## GIVEN INSTRUCTION
Copy the lines that follow, keeping every character the same.

(A run of records)
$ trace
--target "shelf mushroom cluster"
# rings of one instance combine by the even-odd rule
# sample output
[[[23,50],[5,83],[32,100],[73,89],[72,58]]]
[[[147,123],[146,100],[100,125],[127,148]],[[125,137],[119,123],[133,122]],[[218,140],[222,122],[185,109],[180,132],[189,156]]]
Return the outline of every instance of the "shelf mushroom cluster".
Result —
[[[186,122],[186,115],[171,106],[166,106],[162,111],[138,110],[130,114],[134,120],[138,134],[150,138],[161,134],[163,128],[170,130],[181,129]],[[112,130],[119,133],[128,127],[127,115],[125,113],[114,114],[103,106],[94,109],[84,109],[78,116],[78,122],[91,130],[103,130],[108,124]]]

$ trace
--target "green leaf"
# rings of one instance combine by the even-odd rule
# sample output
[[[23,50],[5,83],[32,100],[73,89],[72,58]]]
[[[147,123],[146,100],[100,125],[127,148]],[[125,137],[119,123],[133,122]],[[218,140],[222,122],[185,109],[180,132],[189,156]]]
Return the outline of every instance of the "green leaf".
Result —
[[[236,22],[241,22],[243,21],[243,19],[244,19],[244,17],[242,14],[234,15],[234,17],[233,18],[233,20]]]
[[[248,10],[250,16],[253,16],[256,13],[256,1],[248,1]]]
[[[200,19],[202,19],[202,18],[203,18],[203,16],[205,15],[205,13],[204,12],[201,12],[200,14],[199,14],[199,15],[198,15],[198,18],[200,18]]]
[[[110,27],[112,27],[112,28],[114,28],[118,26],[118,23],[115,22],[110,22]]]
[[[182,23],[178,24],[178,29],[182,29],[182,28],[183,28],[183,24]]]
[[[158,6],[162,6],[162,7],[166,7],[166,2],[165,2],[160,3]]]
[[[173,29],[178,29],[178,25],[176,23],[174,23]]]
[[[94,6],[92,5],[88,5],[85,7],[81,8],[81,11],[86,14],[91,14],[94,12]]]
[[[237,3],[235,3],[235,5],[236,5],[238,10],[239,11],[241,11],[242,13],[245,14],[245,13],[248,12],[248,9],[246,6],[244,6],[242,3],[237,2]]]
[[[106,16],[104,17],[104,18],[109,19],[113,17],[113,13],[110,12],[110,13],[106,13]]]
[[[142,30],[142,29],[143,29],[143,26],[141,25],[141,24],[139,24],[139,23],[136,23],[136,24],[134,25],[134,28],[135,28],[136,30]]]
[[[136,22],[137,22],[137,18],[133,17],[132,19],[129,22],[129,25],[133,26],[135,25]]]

## EXPECTED ANSWER
$ trace
--target "shelf mushroom cluster"
# rings of one instance combine by the even-odd rule
# sample output
[[[23,50],[5,83],[32,100],[73,89],[72,58]]]
[[[147,123],[146,100],[100,125],[127,148]],[[125,137],[119,123],[133,122]],[[218,140],[222,122],[185,109],[180,132],[189,156]]]
Return the outline of every instance of the "shelf mushroom cluster".
Result —
[[[186,122],[186,115],[171,106],[166,106],[162,111],[138,110],[130,114],[134,120],[138,134],[150,138],[161,134],[163,128],[170,130],[181,129]],[[112,130],[119,133],[128,127],[127,115],[125,113],[114,114],[103,106],[94,109],[84,109],[78,116],[78,122],[91,130],[103,130],[108,124]]]

$ trace
--target "green leaf"
# rings of one instance combine by the even-odd rule
# sample output
[[[23,50],[5,83],[32,100],[73,89],[72,58]]]
[[[147,123],[146,100],[100,125],[127,148]],[[125,137],[119,123],[133,122]],[[218,140],[222,122],[185,109],[180,132],[189,156]]]
Return the outline of every instance of the "green leaf".
Result —
[[[236,22],[241,22],[243,21],[243,19],[244,19],[244,17],[242,14],[234,15],[234,17],[233,18],[233,20]]]
[[[248,10],[250,16],[253,16],[256,13],[256,1],[248,1]]]
[[[200,19],[202,19],[202,18],[203,18],[203,16],[205,15],[205,13],[204,12],[201,12],[200,14],[199,14],[199,15],[198,15],[198,18],[200,18]]]
[[[110,27],[112,27],[112,28],[114,28],[118,26],[118,23],[115,22],[110,22]]]
[[[182,23],[178,24],[178,29],[182,29],[182,28],[183,28],[183,24]]]
[[[158,6],[162,6],[162,7],[166,7],[166,2],[165,2],[160,3]]]
[[[173,29],[178,29],[178,25],[176,23],[174,23]]]
[[[94,6],[92,5],[88,5],[85,7],[81,8],[81,11],[86,14],[91,14],[94,12]]]
[[[237,3],[235,3],[235,5],[236,5],[238,10],[239,11],[241,11],[242,13],[245,14],[245,13],[248,12],[248,9],[246,6],[244,6],[242,3],[237,2]]]
[[[106,16],[104,17],[104,18],[109,19],[113,17],[113,13],[110,12],[110,13],[106,13]]]
[[[142,30],[142,29],[143,29],[143,26],[141,25],[141,24],[139,24],[139,23],[136,23],[136,24],[134,25],[134,28],[135,28],[136,30]]]
[[[136,22],[137,22],[137,18],[133,17],[132,19],[129,22],[129,25],[133,26],[135,25]]]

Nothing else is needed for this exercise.